--- DOCUMENT TEXT ---
==============================

Karl Eduard Hammerschmidt, also known as Abdullah Bey (1800 – 30 August 1874), was an Austrian mineralogist, entomologist and medical doctor.

==Life==
Hammerschmidt was born in 1800 in Vienna. He took a law degree in Vienna in 1827. He also studied medicine, with an emphasis on anesthesiology, and served until 1848 as the editor of the Landwirtschaftliche Zeitung, an agricultural newspaper published in Vienna.

In 1848 he named comadia redtenbacheri, known as the caterpillar placed in bottles of mezcal, in honour of his colleague Ludwig Redtenbacher (1814–1876).

After the Revolution of 1848, Hammerschmidt fled Vienna to fight under the Polish general Józef Bem. Along with other revolutionaries from Hungary, he entered Turkey, and soon thereafter was employed as a teacher of medicine, zoology, and mineralogy in the medical school of Constantinople. Austria demanded that Turkey deport him, whereupon Hammerschmidt moved to Damascus, where he worked as a hospital doctor. He served in the Turkish army during the Crimean War.

==============================

--- DATA UNDER STUDY ---
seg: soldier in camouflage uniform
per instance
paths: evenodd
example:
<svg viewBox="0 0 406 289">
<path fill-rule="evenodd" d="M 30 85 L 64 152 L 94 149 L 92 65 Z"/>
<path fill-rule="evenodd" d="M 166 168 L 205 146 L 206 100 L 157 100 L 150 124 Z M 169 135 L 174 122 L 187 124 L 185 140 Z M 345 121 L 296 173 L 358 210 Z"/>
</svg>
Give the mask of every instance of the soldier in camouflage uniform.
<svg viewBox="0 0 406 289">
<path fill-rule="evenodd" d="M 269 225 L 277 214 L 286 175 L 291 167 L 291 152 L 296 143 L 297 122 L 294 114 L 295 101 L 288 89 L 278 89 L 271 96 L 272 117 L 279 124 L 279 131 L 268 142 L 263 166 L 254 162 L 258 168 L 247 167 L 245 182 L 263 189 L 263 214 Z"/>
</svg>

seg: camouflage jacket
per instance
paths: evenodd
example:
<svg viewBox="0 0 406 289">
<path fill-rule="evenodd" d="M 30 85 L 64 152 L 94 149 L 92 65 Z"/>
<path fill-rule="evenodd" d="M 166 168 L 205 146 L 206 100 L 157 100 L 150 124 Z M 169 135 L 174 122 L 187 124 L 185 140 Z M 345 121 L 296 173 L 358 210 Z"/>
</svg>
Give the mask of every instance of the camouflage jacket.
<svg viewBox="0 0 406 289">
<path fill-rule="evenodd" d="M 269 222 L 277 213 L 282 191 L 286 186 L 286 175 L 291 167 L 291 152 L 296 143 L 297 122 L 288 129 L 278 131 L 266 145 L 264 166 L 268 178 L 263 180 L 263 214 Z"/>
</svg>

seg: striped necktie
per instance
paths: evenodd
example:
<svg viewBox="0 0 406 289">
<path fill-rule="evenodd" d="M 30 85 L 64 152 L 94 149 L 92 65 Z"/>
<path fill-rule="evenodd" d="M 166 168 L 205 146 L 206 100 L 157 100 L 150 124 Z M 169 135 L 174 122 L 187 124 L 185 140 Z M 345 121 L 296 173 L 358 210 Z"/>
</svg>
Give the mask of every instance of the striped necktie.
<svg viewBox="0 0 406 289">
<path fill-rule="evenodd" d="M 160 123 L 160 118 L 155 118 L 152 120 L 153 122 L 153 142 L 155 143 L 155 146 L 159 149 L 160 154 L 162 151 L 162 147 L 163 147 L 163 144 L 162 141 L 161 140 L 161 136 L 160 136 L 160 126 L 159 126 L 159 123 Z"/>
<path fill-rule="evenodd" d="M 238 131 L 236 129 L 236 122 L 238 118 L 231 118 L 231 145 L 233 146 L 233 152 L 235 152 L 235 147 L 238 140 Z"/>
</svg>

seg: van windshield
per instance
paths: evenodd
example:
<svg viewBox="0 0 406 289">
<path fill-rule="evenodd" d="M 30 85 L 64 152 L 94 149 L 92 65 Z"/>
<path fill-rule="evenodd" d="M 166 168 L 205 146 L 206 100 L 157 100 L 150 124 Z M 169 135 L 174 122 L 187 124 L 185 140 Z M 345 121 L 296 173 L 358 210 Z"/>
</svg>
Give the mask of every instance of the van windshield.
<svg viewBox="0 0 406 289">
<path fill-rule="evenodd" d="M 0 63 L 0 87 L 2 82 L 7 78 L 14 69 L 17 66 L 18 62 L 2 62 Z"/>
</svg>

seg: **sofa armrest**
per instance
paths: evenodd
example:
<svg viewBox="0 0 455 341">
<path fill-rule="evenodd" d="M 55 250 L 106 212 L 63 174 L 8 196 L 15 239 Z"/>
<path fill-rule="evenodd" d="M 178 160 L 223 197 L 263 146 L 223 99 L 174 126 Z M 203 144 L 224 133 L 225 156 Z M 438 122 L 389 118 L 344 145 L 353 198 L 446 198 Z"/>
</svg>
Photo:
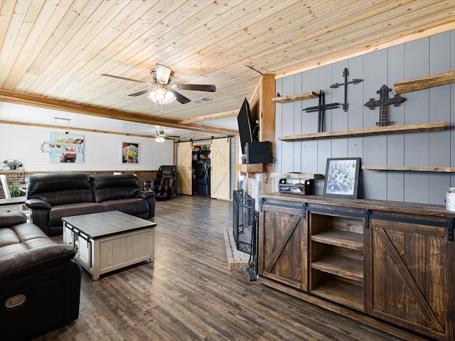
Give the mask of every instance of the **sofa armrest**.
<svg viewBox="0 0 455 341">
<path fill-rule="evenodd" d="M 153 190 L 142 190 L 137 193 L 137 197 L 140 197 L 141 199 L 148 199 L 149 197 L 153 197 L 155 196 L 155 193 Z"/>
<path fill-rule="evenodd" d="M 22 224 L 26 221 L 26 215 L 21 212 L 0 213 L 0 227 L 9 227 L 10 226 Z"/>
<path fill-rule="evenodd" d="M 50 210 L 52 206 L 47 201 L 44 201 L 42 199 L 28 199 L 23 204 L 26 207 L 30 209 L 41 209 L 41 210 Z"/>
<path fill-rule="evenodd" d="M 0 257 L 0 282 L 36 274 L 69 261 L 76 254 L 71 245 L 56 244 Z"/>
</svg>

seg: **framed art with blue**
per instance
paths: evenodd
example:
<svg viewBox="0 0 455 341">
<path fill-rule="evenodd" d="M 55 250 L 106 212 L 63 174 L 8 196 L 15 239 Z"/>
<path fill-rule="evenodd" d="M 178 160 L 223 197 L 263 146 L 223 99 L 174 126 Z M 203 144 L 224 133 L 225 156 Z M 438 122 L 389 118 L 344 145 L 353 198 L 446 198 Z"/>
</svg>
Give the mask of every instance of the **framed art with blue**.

==============================

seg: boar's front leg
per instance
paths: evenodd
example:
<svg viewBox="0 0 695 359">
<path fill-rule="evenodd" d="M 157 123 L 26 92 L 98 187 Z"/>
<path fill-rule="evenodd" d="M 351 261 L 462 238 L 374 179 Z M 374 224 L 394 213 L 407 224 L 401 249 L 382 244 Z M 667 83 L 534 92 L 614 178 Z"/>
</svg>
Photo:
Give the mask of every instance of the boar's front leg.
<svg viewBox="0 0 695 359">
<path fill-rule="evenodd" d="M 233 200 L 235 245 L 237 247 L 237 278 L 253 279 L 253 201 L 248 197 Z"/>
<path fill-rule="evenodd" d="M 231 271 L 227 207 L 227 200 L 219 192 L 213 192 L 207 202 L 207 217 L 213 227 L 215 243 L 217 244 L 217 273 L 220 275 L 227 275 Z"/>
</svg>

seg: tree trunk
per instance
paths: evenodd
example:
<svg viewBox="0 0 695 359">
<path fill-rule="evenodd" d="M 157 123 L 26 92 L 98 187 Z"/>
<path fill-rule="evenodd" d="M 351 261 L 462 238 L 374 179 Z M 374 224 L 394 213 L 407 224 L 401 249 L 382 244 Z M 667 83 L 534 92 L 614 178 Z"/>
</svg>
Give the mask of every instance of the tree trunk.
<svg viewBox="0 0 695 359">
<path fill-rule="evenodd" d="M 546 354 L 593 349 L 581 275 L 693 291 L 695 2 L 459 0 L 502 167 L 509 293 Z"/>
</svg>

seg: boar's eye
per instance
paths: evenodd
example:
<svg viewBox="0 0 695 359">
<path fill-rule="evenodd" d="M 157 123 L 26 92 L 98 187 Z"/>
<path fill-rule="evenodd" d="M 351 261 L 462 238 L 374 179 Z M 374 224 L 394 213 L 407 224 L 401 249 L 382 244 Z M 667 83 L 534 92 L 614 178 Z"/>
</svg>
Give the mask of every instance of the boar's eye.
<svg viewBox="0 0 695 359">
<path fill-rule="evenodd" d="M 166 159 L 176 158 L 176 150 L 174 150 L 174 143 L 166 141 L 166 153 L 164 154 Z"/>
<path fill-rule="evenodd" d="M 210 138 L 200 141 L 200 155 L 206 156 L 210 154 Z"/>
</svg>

==============================

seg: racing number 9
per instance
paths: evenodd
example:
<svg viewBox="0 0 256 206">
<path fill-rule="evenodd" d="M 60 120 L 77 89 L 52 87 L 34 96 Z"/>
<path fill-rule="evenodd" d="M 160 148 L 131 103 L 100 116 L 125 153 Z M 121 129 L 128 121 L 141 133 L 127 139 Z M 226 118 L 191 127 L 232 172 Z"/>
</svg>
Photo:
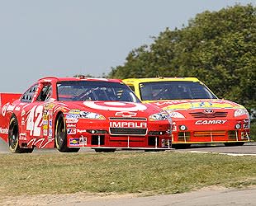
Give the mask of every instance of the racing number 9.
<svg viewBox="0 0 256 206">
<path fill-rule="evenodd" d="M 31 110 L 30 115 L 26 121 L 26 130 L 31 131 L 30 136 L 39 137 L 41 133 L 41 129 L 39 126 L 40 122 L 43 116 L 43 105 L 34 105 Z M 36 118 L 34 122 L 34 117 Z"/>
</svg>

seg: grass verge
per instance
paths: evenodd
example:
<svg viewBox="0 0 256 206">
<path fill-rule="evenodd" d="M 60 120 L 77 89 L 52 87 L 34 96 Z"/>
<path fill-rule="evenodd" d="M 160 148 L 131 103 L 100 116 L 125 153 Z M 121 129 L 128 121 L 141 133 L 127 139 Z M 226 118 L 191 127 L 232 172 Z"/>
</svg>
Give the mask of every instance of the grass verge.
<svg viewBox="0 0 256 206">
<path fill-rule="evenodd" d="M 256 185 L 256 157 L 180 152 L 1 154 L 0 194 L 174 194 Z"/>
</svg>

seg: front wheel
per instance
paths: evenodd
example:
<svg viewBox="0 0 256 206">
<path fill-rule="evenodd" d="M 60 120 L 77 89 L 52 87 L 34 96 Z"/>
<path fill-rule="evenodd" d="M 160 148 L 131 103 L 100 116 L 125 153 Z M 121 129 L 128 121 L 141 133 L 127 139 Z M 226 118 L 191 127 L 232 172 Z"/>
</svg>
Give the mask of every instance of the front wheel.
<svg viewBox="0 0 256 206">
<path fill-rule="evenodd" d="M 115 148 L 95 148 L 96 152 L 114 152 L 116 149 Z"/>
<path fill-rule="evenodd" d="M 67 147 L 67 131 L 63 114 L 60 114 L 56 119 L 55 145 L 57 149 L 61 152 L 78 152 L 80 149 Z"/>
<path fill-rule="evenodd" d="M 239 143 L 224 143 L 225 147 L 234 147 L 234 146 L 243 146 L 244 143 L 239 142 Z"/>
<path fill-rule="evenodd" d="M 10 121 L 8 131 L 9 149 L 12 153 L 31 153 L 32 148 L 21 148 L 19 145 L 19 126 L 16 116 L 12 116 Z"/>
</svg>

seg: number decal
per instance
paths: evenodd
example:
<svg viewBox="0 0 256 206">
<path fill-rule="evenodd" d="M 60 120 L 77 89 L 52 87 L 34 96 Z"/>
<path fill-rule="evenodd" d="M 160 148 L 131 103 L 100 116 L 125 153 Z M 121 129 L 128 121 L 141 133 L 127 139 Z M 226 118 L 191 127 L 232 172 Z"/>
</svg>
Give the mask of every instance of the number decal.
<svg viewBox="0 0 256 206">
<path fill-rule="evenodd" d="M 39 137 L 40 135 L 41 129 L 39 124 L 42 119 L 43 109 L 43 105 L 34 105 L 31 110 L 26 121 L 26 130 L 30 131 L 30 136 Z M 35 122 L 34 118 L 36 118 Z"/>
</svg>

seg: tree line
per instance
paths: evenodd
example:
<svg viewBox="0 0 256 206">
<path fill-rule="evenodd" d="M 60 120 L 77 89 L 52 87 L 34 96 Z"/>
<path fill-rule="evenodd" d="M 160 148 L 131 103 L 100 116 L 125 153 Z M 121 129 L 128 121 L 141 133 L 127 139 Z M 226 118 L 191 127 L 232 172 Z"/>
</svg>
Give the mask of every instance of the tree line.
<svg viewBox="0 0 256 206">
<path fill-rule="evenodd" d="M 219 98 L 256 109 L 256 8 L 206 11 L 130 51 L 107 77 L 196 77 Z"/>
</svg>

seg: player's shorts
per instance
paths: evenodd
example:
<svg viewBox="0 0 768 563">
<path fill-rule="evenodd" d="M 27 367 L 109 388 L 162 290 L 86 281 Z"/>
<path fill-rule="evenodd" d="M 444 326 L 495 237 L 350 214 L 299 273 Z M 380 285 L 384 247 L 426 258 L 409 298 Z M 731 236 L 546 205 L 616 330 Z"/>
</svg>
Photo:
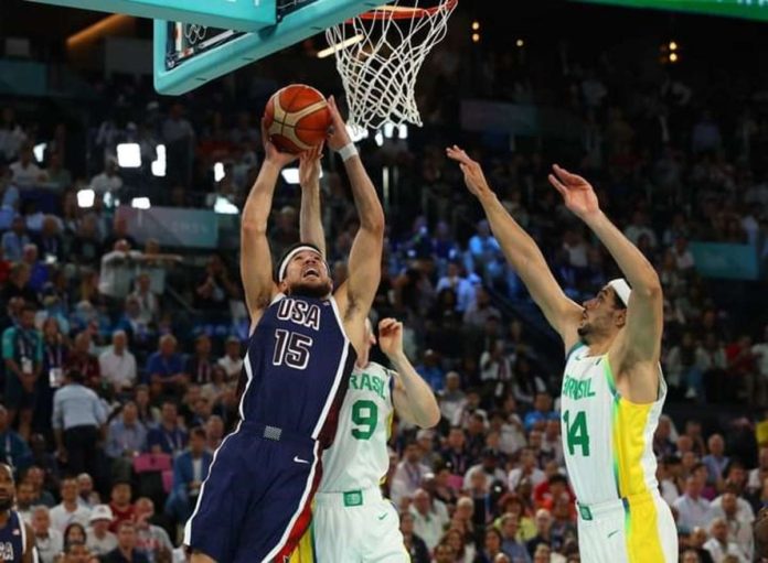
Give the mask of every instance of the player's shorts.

==============================

--- PROBLEMS AND TASKS ---
[1] According to the Hammerschmidt biography, why did Hammerschmidt leave Constantinople for Damascus?
[2] Continue the Hammerschmidt biography from its last sentence.

--- TASK ANSWERS ---
[1] Austria demanded that Turkey deport him, so he moved to Damascus. There he worked as a hospital doctor.

[2]
In 1873, Hammerschmidt joined the faculty of medicine in Istanbul, teaching geology, mineralogy, and zoology. He founded the Natural History Museum of the Imperial Medical School of Constantinople, and was among the founders of the Turkish Red Crescent.

Hammerschmidt converted to Islam and assumed the name "Abdullah Bey." He died on 30 August 1874 in the course of geological surveys for a new railway in Anatolia.

==Works==
- Beschreibung eines neuen mexicanischen Schmetterlinges (Cossus) Redtenbacheri Hmrschdt., dessen Entwickelung in Wien beobachtet wurde, mit 1 lith. Tafel. Wien, 1847
- Helminthologische Beiträge, Beschreibung einiger neuer in Insekten entdeckten Oxyuris-Arten. Wien, 1847.
- Beschreibung einiger Oxyuris-Arten. In: Naturwissenschaftliche Abhandlungen, 1 (1847).